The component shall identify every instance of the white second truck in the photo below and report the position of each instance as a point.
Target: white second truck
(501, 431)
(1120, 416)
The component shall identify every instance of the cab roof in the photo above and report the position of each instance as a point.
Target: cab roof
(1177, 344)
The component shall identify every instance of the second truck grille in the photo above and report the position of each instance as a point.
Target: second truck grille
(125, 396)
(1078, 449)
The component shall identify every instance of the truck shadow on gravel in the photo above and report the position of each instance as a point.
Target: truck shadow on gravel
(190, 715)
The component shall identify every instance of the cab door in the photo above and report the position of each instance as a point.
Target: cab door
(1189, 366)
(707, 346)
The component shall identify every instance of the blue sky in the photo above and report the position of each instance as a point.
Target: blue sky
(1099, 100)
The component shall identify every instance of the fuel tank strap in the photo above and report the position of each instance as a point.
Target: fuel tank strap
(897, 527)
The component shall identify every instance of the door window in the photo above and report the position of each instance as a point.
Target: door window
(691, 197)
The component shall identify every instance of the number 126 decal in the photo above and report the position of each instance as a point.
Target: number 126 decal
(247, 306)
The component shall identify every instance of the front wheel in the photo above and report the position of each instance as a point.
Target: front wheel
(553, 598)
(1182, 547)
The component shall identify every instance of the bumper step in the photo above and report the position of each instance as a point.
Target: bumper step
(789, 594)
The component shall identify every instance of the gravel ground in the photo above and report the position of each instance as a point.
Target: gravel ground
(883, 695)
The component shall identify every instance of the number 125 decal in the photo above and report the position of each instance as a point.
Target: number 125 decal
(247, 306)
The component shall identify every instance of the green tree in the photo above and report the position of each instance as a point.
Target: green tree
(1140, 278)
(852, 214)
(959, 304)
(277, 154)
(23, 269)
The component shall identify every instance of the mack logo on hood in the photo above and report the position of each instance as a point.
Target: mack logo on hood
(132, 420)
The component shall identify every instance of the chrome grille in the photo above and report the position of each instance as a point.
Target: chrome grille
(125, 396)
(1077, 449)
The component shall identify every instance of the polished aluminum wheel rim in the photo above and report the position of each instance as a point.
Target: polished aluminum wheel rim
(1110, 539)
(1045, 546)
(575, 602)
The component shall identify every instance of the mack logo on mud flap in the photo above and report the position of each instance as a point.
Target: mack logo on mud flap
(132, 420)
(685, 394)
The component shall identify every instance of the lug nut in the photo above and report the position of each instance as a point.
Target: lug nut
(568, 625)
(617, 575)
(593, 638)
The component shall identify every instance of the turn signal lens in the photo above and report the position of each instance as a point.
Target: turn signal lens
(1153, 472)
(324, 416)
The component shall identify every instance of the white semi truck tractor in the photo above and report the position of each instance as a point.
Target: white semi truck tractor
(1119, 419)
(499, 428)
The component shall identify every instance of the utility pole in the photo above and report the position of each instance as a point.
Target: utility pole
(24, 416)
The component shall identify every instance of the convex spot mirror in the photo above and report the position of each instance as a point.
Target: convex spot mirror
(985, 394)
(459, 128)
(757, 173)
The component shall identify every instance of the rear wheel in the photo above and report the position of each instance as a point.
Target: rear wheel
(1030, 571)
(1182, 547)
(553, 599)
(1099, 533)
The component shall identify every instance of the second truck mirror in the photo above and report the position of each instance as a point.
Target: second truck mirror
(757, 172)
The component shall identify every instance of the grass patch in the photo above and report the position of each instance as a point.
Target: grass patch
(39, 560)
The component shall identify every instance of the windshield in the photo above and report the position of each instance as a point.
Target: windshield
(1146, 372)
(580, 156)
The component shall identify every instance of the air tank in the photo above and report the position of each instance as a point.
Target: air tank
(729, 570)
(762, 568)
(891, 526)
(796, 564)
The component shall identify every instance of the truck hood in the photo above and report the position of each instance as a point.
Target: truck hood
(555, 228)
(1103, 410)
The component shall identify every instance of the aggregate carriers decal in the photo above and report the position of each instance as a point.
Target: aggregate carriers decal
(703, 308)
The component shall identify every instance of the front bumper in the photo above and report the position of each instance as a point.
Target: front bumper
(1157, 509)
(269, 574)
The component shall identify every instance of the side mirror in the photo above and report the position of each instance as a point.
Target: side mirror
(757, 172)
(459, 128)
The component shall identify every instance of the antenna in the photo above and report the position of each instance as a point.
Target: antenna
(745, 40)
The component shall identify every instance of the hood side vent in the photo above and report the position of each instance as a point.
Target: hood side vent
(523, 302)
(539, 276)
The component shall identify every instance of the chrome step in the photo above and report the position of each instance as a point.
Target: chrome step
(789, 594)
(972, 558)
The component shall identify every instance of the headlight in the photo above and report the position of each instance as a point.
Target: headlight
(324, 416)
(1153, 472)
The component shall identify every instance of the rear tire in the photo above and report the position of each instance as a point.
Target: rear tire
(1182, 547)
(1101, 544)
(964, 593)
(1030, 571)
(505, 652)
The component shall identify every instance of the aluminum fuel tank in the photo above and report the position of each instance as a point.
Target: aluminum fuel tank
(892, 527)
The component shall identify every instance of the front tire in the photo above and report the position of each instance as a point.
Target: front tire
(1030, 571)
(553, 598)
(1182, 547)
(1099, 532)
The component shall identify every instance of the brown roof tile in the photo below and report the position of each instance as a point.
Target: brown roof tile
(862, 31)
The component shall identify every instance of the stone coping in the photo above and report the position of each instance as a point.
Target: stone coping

#### Problem to solve
Reproduce only the lines above from the very first one through the line holding "(1120, 416)", both included. Keep the requests and shift every coordinate in the answers by -120.

#### Written answer
The component shall identify every instance of the white second truck in the photo below and report the position of each instance as a point.
Target: white second truck
(381, 311)
(1000, 296)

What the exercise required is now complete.